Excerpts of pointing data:
+++

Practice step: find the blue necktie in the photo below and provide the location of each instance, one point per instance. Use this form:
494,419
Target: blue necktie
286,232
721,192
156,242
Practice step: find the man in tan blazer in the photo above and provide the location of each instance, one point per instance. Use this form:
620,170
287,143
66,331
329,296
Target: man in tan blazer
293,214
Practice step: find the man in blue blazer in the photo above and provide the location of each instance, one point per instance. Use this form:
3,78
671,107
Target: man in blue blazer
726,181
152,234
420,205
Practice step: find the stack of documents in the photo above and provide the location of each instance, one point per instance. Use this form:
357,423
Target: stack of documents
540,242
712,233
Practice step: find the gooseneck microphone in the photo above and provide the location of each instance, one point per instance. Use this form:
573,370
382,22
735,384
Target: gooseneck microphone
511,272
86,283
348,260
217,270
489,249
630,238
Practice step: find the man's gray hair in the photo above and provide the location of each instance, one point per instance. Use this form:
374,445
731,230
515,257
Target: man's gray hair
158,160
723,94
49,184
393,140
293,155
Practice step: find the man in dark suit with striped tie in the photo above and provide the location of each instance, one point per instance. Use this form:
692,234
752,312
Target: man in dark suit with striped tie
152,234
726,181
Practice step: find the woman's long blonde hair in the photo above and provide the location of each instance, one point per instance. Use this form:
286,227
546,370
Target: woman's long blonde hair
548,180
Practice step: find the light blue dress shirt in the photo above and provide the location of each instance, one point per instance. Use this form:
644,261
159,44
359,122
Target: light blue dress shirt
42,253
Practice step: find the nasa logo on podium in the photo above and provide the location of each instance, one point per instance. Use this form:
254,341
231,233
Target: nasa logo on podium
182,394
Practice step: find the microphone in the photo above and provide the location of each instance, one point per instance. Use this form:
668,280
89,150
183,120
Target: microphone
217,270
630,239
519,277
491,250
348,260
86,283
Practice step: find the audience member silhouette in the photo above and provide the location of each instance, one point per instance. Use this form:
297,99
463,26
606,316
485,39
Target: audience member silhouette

+++

> _Stated task_: Reproduce all of the rows above word for word, in their original order.

> _Reply to the task_:
Practice step: find the blue necktie in the photo below and provide the location of each instance, one point per instance. Use this form:
494,419
Target: blue necktie
286,232
721,192
156,242
Practice step: find the man in tan blazer in the photo above and provide the location of each instance, one point per instance. Use this form:
620,170
287,143
66,331
329,296
Target: man in tan blazer
293,214
Practice step: find the man in blue blazer in the photo above and provide the location of each instance, one point per instance. Use this form:
3,78
671,107
Target: man in blue blazer
726,181
152,234
420,205
Practice step: find the stack of documents in the photo above and provide the location of each instance, one point per instance. Use this form:
357,423
Target: stack of documents
540,242
712,233
Practice step: find the gooseneck microphone in the photo above and provide the location of each instance, one point per instance. Use this form:
573,370
382,22
735,384
Target: gooseneck microphone
511,272
86,283
348,260
217,270
489,249
630,238
Practice step: find the man's gray hair in the photo above and provide the location of each instance, one point per instance. Use this form:
374,445
731,230
515,257
Target: man's gray hair
158,160
723,94
49,184
393,140
293,155
Practice step: find the man in dark suit with striped tie in the photo above and provide the location of each instance, one point per instance. Use this form:
692,234
752,312
Target: man in dark suit with striped tie
152,234
726,181
Practice step: find the woman's long blonde hair in the photo above and provide the location of each instance, one point per instance. Use this form:
286,227
546,370
Target: woman's long blonde hair
548,180
Practice step: find the light blue dress shirt in the photo above and provide the location of each instance, one point per instance. Use this form:
644,261
159,44
359,122
Target: light blue dress shirt
42,253
Practice step: find the nasa logo on podium in the photo above and provide the location of each instance, one point per instance. Use this form:
254,341
231,233
Target: nasa logo on podium
182,394
Practice step: find the microphone in the photo above and provide the location of each instance, one point per instance. Use this form:
668,280
89,150
183,120
Target: microphone
217,270
630,239
519,277
491,250
348,260
86,283
Practice step: find the audience member silhouette in the photo above and provide the location of each instance, one point per instance. Use this form:
297,99
463,26
606,316
485,39
Target: audience member silhouette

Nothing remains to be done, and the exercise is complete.